SELECTED EXCERPT:

[start]

Data on the national time scale of the Russian Federation UTC(SU) are widely used in all spheres of government activity and ensure highly precise synchronization of many technical systems used in astronautics, navigation, communication, and transport, as well as in banking, customs and logistical operations, and also in national defense and security. Information on the exact time, calendar date, and the earth’s rotation parameters distributed by the National Service for Time, Frequency, and Determination of the Parameters of the Earth’s Rotation (GSVCh) is essential for users in the Russian Federation.

The GSVCh is managed by the Federal Agency for Technical Regulation and Metrology (Rosstandart), and the activity of the Service is regulated by the Decree on the National Service for Time, Frequency, and Determination of the Parameters of the Earth’s Rotation [1]. The GSVCh carries out its scientific-technical and metrological activities using various technical means and systems. One of these basic technical systems is its standards base. The standards for the units of time and frequency are supplied by the Main Metrological Center (GMTs), Metrological Control Points (PMK), and the means for transfer of standard time and frequency signals (ESChV).

The standards base of the GSVCh is intended to ensure the uniformity of measurements of time and frequency in the country and to meet domestic demand for information on exact time, standard frequencies, and the UTC(SU) scale. The foundation of the standards base of the GSVCh is the National Primary Standard for the Units of Time, Frequency, and the National Time Scale GET 1-2012 and the Rosstandart secondary standards for the units of time and frequency. The standards base also includes the standards for the units of time and frequency of the Ministry of Defense of the Russian Federation and other federal executive agencies. The scientific, methodological, and operational work for ensuring continuous functioning and development of the equipment in the standards base is carried out by the main metrological center (GMTs) of GSVCh, which calculates UTC(SU) on the basis of GET 1-2012. The information published by the GMTs is official and generally available to all users.

The standards base is used to solve the major problems of the GSVCh: independent reproduction of the units of time and frequency in accord with the definition of the second in the International System of Units (SI); storage of the units of time, frequency, and the UTC(SU) scale; transfer of the units of time, frequency, and the UTC(SU) scale in accordance with the requirements of the national verification scheme for means of measurement of time and frequency [2].

The standards base of the GSVCh includes the following Rosstandart standards: the National Primary Standard for the Units of Time and Frequency and the National Time Scale GET 1-2012 (GMTs GSVCh, VNIIFTRI); the National secondary standards for the units of time and frequency VET 1-5, VET 1-7, and VET 1-19 (at, respectively, GSVCh metrological control point (PMK) of the Eastern-Siberian and Far-Eastern branches of VNIIFTRI, and the Siberian State Research Institute of Metrology (SNIIM)); the National Working Standard for the Units of Time and Frequency RET1-1 (at the PMK GSVCh of the Kamchatka branch of VNIIFTRI).

[end]

DATASET CONTENT:
[start]

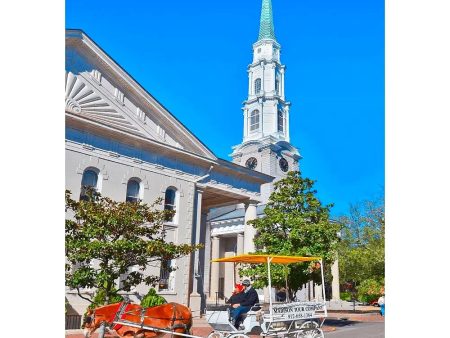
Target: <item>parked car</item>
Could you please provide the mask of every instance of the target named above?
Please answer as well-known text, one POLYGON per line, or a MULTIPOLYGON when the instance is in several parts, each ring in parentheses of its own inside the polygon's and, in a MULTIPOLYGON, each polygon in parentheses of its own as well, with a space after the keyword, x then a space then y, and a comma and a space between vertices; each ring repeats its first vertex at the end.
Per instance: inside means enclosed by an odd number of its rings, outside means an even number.
POLYGON ((378 304, 378 299, 375 299, 375 300, 371 301, 371 302, 369 303, 369 305, 372 305, 372 306, 380 306, 380 305, 378 304))

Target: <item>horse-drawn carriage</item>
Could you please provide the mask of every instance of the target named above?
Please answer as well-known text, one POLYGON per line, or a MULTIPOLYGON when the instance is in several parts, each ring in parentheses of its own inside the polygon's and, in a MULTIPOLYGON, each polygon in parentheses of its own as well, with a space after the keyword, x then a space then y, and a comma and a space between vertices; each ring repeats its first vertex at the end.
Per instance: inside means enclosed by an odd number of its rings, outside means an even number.
MULTIPOLYGON (((269 290, 271 290, 270 264, 292 264, 319 261, 322 273, 322 299, 325 299, 323 266, 319 257, 298 257, 278 255, 239 255, 213 260, 213 262, 233 262, 258 264, 267 263, 269 290)), ((289 299, 286 297, 286 299, 289 299)), ((261 337, 323 338, 321 327, 327 317, 325 301, 283 302, 256 304, 246 313, 242 327, 235 328, 229 320, 229 311, 224 307, 206 310, 206 319, 214 331, 208 338, 248 338, 248 334, 261 337)))
MULTIPOLYGON (((270 264, 292 264, 319 261, 322 274, 322 299, 317 302, 274 303, 252 307, 246 313, 242 327, 230 321, 227 306, 206 309, 206 320, 213 332, 208 338, 248 338, 249 334, 261 337, 323 338, 321 327, 327 317, 322 260, 319 257, 278 255, 239 255, 213 260, 213 262, 267 263, 269 290, 271 290, 270 264)), ((288 299, 288 297, 287 297, 288 299)), ((181 304, 169 303, 147 309, 126 302, 97 308, 86 316, 85 337, 98 327, 108 325, 120 337, 149 338, 171 334, 200 338, 191 334, 192 314, 181 304)), ((100 335, 102 336, 102 334, 100 335)))

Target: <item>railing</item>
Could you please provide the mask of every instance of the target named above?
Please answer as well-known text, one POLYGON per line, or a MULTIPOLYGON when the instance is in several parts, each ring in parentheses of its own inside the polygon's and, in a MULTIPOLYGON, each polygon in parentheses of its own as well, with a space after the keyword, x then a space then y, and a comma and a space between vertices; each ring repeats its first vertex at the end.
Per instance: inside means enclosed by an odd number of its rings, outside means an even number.
POLYGON ((66 315, 66 330, 77 330, 81 328, 80 315, 66 315))
POLYGON ((216 291, 216 305, 219 304, 219 299, 225 299, 223 292, 216 291))

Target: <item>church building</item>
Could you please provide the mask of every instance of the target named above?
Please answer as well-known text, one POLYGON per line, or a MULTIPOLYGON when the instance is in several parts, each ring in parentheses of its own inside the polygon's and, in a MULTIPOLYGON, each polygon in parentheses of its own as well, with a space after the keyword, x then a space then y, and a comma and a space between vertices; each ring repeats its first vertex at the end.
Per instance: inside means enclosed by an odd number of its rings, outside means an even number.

[end]

Using the passage on the Russian national time scale, answer:
1. Which agency manages the GSVCh?
2. Which body calculates UTC(SU), and on what basis?
3. Where is the National Working Standard RET1-1 held?
The items play no part in what comes next.

SOLUTION TO THE EXERCISE:
1. The Federal Agency for Technical Regulation and Metrology (Rosstandart).
2. The main metrological center (GMTs) of GSVCh, on the basis of GET 1-2012.
3. At the PMK GSVCh of the Kamchatka branch of VNIIFTRI.